• **Explore the material**:
1. In the artichoke remedy piece, how much does the text say a pair of prescription reading glasses could cost?
2. Reproduce the part of the artichoke remedy piece that runs from "Anyway, through my" up to and including "the artichoke into your eye.".

• **Excerpt to read**:
——
GROW YOUR OWN DRUGS: Artichokes

Hi, I’m that berk from BBC2’s informative series Grow Your Own Drugs. I’ve temporarily forgotten what my name is. Sorry.
I want people to know just how easy, fun and cost-effective it can be to make your own natural remedies from the plants growing all around us. I’m not a doctor and can’t claim to have any real medical knowledge whatsoever, but a mysterious wizard once gave me a handful of magic beans when I was on the cusp of puberty and – roughly six months later – I started to develop hair on my armpits and testicles. Coincidence? No.
Anyway, through my show Grow Your Own Drugs I’ve discovered that some of the active ingredients commonly found in artichokes are exactly the same active ingredients you’d find in a normal pair of prescription reading glasses that you could expect to spend up to £200 on. So here’s my easy and natural solution to curing short-sightedness with artichokes.
YOU WILL NEED:
An artichoke.

STEP ONE:
Push the artichoke into your eye.

STEP TWO:
Keep pushing. Push the artichoke all the way into your eye until only there’s only about half an inch of artichoke stem poking out of the bleeding hole where your eye used to be.

And that’s it! Voila, you’ve got perfect vision!
Now, remember, this isn’t a clinical trial. You shouldn’t push an entire artichoke into your eye if you’re elderly, diabetic, married, ginger, under the age of four, allergic to beestings, homosexual, a member of parliament, university educated or Nicky Campbell from TV’s Watchdog.
Similarly, although one drunk homeless man might have told me after payment that pushing an artichoke through his eye socket and up against the inside of the back of his skull did make his eyesight better, other guinea pigs have mentioned that their vision remained the same after trying my remedy, with a few more suggesting that their vision had got considerably worse, another developing severe epilepsy and four more dying instantly.
But remember, I’m not a a doctor. I’m an ethnobotanist. I think. I’m not sure if ethnobotany is even a thing now I come to mention it. There’s a good chance that I might have just made it up, actually.
Anyway, push an artichoke into your eye. Bye!
——
• **Information given**:
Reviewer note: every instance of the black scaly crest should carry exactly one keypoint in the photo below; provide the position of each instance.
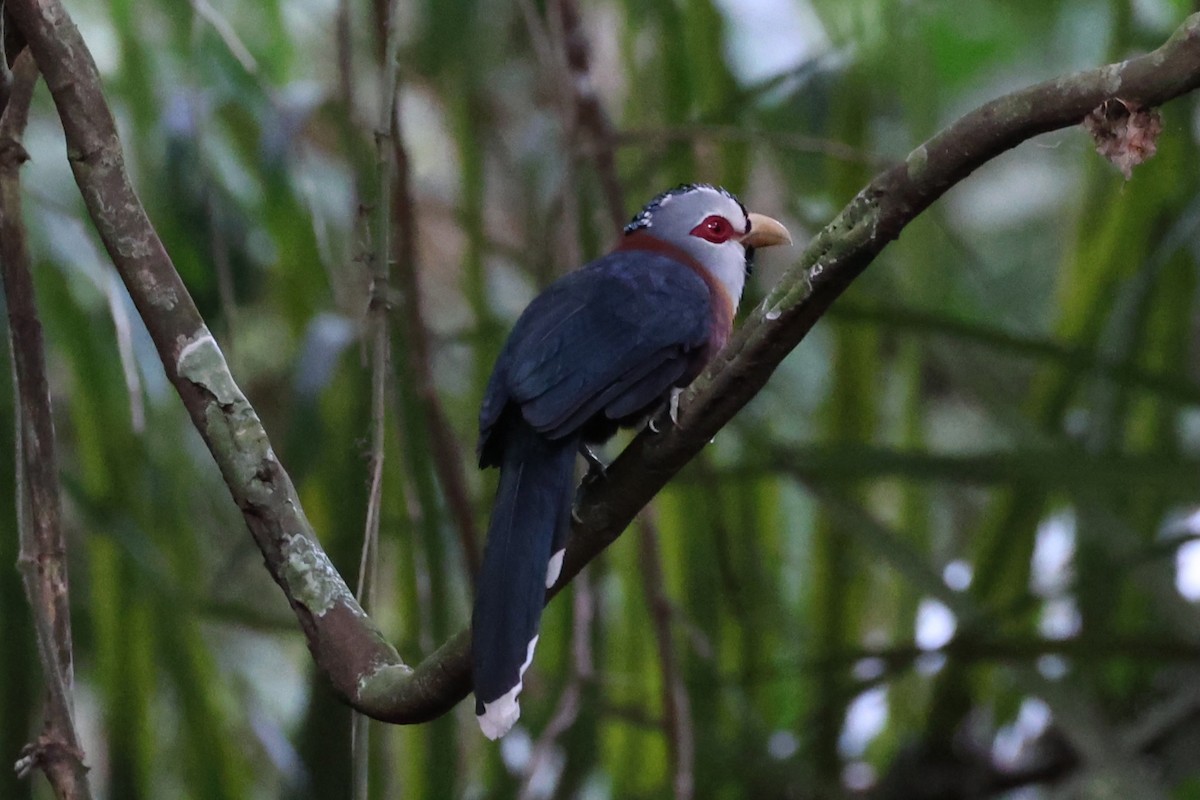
(643, 218)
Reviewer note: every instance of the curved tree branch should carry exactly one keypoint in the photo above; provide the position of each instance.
(347, 647)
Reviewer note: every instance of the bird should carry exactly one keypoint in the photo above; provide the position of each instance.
(600, 348)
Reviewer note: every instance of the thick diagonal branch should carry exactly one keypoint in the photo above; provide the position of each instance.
(346, 645)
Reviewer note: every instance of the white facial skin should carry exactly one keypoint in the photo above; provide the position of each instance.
(678, 215)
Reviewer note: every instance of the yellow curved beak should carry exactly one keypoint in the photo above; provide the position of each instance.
(766, 232)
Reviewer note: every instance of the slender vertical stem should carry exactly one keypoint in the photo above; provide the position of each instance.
(42, 560)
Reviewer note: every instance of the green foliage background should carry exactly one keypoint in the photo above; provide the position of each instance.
(1021, 360)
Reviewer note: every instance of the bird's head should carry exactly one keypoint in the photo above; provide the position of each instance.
(709, 224)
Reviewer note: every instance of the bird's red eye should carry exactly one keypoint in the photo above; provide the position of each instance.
(715, 229)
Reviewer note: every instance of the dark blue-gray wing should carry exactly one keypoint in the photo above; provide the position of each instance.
(610, 338)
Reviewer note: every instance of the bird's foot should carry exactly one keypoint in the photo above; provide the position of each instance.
(672, 411)
(597, 467)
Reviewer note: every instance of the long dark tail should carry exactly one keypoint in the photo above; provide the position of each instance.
(529, 519)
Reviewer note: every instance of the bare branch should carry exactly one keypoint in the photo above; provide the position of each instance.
(343, 641)
(43, 564)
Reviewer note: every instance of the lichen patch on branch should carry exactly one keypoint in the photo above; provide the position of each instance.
(312, 578)
(1125, 132)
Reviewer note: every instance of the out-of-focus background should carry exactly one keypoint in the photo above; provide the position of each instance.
(947, 552)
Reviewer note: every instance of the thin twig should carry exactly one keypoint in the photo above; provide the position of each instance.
(42, 561)
(377, 325)
(676, 705)
(448, 458)
(589, 114)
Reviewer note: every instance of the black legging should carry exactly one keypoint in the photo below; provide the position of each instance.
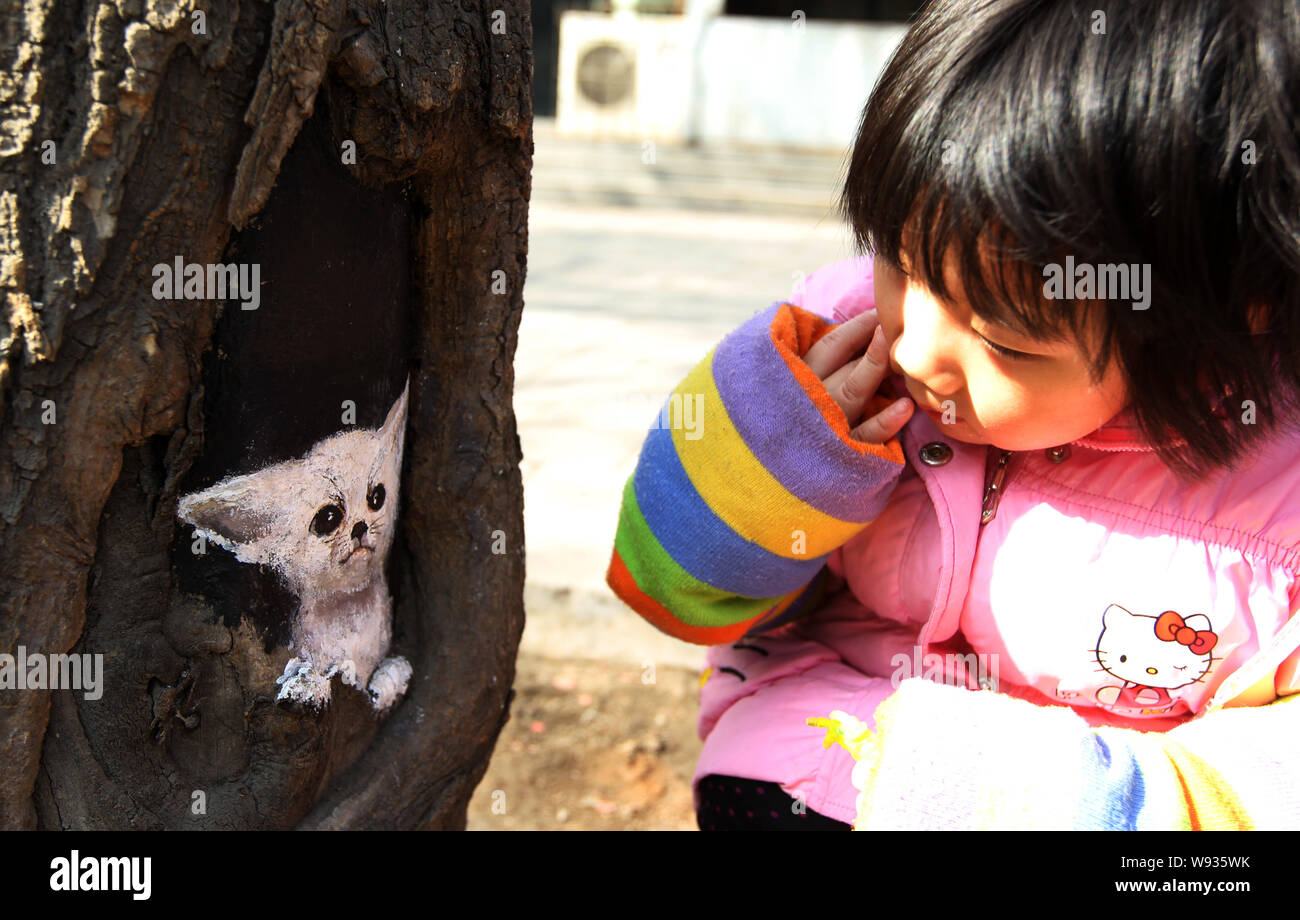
(733, 803)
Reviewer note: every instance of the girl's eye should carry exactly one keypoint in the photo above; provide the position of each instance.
(1005, 352)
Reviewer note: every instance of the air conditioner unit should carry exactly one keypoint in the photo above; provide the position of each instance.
(624, 76)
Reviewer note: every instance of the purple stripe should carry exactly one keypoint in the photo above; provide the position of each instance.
(794, 443)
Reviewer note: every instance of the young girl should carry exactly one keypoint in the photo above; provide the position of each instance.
(1043, 537)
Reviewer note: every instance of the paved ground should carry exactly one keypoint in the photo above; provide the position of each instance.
(619, 304)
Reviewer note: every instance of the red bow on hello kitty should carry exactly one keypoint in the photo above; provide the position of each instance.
(1171, 628)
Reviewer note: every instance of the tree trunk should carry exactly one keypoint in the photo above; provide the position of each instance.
(181, 133)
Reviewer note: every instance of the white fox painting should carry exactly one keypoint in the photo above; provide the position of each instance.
(325, 524)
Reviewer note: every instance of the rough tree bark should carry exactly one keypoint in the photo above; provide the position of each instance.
(167, 140)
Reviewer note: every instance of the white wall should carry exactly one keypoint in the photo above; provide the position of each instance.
(766, 81)
(729, 79)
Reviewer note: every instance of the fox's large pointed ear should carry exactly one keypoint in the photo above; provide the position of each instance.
——
• **Solutions by task**:
1. Up to £200.

2.
Anyway, through my show Grow Your Own Drugs I’ve discovered that some of the active ingredients commonly found in artichokes are exactly the same active ingredients you’d find in a normal pair of prescription reading glasses that you could expect to spend up to £200 on. So here’s my easy and natural solution to curing short-sightedness with artichokes.
YOU WILL NEED:
An artichoke.

STEP ONE:
Push the artichoke into your eye.